[Excerpts of labeled region data]
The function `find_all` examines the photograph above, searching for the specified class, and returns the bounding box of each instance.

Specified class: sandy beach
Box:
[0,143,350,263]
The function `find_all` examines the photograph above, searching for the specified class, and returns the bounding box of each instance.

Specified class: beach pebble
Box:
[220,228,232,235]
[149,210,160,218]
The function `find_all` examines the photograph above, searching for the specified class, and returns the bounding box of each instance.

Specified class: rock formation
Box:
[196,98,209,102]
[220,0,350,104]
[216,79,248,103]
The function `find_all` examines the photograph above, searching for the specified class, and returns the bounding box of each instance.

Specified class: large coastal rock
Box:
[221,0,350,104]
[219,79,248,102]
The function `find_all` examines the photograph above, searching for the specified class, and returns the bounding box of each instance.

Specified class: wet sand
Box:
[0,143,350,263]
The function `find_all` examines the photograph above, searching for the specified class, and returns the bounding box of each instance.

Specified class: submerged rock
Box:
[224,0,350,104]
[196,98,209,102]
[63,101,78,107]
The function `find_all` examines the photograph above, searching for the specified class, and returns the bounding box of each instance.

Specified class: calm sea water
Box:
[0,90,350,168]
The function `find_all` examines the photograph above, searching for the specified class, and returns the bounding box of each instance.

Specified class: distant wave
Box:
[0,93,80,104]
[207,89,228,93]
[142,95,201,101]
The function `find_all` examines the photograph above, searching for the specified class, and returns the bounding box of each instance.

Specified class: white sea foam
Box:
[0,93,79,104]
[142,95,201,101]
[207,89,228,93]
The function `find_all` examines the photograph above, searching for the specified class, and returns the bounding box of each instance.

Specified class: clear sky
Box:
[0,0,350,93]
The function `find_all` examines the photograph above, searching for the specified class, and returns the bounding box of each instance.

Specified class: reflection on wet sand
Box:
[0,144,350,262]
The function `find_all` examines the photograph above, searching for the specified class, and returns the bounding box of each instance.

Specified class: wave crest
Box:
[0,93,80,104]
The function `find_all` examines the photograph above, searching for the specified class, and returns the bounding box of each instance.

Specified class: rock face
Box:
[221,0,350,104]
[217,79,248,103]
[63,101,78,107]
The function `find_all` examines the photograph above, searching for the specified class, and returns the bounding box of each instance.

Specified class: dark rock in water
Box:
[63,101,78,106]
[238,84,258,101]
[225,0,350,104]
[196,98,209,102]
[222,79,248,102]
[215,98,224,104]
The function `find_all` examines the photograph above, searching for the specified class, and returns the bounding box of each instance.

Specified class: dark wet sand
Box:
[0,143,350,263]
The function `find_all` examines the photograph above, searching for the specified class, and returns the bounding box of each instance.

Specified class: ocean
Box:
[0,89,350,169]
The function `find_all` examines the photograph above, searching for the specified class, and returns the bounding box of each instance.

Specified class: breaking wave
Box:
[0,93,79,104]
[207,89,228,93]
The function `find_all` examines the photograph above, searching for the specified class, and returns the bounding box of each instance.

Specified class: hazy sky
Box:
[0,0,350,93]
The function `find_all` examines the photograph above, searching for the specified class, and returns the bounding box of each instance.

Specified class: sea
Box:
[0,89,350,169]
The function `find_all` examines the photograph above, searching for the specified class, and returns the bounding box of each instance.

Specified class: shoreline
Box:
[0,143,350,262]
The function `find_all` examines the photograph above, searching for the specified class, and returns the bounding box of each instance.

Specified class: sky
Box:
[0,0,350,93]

--

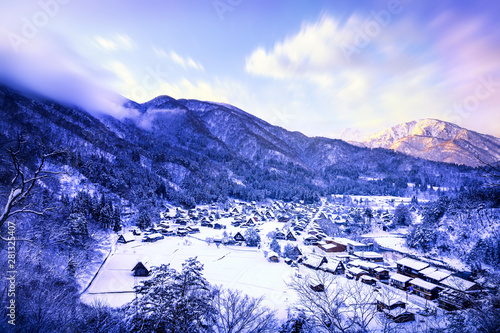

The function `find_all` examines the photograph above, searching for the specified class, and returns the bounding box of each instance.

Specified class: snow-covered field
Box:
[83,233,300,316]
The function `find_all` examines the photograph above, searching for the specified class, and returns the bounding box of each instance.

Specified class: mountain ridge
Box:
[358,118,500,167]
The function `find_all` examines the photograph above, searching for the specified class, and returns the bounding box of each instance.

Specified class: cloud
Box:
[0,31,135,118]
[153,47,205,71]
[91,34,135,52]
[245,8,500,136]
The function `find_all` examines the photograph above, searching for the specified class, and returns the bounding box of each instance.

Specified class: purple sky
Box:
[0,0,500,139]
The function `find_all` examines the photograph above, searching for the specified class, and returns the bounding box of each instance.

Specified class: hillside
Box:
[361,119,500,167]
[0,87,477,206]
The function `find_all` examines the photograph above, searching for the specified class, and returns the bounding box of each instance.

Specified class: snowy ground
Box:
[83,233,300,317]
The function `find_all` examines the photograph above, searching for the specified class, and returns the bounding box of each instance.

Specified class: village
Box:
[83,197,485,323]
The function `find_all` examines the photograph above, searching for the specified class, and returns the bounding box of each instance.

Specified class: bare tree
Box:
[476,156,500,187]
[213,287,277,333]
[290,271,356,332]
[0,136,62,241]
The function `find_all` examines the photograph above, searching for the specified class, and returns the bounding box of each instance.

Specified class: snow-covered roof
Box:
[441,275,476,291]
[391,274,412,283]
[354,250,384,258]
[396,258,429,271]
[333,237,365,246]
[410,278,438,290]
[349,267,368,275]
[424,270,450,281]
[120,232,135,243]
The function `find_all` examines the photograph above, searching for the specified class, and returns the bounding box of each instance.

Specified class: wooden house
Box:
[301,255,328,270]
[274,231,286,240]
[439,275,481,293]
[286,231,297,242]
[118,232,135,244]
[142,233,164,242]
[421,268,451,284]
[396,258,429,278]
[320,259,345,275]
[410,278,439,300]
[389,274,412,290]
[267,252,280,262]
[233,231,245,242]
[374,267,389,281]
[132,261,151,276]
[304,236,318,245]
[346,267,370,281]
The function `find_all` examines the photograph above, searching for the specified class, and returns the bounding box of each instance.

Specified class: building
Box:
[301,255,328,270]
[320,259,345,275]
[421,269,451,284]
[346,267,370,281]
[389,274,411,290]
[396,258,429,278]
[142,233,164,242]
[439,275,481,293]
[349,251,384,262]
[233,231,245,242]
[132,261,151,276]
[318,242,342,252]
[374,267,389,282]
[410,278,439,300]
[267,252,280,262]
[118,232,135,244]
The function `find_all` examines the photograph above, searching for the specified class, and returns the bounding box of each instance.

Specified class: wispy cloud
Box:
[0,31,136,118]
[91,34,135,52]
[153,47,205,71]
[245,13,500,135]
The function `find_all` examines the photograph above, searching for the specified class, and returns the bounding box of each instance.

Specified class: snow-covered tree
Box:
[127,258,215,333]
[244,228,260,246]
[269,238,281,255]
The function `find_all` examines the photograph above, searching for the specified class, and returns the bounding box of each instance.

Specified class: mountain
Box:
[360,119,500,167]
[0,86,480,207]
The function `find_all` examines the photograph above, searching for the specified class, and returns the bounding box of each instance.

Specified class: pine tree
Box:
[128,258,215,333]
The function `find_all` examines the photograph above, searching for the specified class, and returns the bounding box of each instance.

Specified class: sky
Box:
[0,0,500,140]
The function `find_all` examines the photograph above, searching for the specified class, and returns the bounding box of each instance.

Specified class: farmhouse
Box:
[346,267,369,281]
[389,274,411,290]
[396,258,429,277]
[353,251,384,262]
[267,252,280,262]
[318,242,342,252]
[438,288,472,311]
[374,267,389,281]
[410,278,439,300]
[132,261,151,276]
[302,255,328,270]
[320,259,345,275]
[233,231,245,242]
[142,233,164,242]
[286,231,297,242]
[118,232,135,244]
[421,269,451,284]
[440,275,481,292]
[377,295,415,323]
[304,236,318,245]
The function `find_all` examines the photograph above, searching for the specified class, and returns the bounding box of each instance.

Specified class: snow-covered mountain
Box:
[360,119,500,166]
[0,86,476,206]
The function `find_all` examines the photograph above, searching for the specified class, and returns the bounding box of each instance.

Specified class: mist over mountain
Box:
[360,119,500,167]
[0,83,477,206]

● AIM OF THE TASK
Count the lines in the listing that contain the string "wave" and give only that number.

● EXPECTED ANSWER
3